# STATED EXERCISE:
Update the records from the line containing "the white fascia" through the end of the records by replacing "spot" with "point" and leaving everything else unchanged. Give back only those lines.

[Records from a collection]

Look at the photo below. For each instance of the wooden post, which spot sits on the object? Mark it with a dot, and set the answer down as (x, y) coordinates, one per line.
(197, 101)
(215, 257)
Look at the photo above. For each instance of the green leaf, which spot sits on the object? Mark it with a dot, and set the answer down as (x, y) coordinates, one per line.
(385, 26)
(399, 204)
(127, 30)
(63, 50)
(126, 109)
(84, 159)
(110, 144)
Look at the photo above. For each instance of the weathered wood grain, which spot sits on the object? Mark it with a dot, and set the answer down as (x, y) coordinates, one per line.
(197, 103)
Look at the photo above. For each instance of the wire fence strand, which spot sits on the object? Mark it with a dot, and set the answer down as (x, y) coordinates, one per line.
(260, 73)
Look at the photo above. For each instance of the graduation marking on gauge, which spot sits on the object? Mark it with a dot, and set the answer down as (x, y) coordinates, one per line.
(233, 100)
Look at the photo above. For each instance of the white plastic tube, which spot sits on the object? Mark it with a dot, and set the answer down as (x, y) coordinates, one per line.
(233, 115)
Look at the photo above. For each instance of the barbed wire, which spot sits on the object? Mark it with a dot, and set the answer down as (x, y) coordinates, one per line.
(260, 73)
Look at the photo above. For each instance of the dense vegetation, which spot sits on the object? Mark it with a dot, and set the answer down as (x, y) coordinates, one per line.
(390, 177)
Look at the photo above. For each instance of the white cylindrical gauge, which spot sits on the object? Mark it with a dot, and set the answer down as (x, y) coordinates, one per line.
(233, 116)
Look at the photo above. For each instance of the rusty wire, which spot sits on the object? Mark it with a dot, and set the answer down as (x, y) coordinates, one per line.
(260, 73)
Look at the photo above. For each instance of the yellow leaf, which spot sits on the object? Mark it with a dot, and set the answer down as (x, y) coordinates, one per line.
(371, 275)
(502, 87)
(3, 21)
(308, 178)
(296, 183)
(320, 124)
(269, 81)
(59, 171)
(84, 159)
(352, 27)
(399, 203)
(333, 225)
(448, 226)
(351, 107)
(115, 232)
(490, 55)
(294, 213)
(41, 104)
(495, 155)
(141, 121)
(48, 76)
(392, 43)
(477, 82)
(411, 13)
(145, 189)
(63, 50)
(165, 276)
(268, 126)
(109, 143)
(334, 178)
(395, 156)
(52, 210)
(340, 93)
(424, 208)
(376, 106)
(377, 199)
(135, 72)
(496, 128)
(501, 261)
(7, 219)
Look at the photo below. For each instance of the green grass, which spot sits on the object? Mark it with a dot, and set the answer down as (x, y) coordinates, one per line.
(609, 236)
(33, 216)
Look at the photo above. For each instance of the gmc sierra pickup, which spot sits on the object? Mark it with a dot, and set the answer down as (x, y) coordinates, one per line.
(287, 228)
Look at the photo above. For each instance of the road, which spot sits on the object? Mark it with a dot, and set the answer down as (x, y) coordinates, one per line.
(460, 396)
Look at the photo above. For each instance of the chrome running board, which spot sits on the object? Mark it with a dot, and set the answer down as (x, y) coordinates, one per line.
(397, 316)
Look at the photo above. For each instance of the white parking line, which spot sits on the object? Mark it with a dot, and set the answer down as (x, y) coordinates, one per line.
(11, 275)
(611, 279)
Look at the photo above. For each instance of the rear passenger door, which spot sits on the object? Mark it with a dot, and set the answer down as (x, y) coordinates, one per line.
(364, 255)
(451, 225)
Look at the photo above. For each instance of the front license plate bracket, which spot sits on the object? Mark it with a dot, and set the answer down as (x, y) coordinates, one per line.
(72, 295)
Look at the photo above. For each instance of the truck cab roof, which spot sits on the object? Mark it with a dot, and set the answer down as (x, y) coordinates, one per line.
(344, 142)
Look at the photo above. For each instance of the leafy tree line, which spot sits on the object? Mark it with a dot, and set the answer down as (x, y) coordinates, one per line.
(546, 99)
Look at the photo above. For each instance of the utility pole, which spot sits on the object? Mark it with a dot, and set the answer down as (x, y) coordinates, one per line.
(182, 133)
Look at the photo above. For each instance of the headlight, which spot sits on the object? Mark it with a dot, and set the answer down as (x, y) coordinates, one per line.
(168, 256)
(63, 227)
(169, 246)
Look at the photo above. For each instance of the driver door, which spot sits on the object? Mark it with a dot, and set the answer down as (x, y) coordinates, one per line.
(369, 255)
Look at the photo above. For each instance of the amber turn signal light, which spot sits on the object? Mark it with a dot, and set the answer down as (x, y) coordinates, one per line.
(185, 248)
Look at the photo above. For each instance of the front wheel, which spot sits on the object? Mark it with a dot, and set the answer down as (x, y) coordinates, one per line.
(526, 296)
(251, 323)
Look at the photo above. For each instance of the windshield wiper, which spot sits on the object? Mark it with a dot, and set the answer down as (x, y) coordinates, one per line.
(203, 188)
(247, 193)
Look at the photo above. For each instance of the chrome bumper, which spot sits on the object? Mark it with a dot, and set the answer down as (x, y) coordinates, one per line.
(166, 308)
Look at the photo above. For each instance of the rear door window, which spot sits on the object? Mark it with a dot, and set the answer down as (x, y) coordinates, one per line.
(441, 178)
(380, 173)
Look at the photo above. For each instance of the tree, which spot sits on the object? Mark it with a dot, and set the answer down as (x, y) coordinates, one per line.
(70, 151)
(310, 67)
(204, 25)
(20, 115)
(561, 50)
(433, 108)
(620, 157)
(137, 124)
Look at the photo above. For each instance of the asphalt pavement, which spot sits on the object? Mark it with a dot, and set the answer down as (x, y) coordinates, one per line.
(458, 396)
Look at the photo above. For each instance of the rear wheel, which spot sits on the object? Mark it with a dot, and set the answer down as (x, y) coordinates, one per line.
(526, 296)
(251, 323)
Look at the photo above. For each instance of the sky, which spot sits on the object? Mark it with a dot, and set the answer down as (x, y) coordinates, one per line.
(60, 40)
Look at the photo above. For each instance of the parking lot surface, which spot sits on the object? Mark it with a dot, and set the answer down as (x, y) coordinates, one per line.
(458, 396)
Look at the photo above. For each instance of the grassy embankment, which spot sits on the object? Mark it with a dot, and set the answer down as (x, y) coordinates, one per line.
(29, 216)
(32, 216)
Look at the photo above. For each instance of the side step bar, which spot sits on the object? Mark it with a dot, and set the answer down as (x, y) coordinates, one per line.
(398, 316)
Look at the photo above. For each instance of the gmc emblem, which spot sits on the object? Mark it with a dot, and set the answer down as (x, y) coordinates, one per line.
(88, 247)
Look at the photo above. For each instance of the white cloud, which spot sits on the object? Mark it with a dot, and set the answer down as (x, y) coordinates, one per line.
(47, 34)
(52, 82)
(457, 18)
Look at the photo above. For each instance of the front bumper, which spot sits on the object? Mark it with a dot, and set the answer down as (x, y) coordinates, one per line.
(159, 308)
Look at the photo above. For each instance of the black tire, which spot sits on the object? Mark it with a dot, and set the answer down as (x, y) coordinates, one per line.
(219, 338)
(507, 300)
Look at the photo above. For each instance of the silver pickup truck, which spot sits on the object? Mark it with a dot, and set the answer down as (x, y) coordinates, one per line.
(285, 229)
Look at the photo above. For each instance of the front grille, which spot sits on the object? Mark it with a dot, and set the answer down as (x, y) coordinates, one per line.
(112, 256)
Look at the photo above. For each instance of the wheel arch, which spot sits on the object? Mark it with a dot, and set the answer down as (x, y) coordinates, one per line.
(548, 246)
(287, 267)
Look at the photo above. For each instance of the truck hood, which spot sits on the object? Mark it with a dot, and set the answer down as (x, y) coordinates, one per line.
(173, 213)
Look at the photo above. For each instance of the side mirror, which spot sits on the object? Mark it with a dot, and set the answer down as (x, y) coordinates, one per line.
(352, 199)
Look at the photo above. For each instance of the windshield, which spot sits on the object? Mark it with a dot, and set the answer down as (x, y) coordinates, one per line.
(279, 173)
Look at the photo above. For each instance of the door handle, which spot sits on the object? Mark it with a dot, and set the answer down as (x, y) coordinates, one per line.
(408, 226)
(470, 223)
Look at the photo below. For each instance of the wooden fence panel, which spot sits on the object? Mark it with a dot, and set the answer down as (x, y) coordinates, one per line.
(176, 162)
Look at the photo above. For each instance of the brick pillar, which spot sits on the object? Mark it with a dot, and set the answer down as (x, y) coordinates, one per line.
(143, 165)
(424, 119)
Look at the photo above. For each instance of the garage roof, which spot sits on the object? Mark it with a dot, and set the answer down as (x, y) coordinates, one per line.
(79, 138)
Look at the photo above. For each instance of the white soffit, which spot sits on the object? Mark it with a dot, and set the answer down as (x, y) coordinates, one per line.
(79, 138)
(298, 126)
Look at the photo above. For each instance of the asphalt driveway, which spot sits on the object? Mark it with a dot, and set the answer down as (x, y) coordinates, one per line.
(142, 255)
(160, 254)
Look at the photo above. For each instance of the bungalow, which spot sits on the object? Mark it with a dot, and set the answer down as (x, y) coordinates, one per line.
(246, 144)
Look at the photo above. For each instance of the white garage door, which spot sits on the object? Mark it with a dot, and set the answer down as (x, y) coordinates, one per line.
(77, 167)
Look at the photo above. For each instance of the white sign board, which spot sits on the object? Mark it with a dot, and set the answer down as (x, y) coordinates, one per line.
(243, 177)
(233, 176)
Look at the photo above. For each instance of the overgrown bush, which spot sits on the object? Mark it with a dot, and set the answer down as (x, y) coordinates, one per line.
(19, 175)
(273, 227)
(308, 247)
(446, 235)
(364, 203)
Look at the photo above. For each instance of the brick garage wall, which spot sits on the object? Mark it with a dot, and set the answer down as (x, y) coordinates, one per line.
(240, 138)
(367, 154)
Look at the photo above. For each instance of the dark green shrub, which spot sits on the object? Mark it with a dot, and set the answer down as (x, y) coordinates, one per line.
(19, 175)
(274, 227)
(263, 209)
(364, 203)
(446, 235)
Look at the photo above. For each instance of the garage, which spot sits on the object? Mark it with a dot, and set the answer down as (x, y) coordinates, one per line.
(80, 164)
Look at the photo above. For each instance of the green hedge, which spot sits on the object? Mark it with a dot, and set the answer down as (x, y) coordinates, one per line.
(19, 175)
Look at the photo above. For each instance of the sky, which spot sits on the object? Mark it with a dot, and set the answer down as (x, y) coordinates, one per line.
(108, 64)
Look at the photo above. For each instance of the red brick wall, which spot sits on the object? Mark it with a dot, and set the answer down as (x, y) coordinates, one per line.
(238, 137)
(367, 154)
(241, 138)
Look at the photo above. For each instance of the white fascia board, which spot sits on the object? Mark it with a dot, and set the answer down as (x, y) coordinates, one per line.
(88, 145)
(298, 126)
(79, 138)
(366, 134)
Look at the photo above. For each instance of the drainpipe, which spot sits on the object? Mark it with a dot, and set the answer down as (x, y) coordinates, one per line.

# THE SOLUTION:
Look at the photo above. For each instance of the white fascia board, which point sits on the object? Mark it with a dot, and set the answer down as (x, y) coordinates, one per line.
(88, 145)
(298, 126)
(79, 138)
(366, 134)
Look at the photo above. For each instance of the drainpipe, which point sits on the object? Mark it with a dot, and set the answer down as (x, y) coordinates, one per line.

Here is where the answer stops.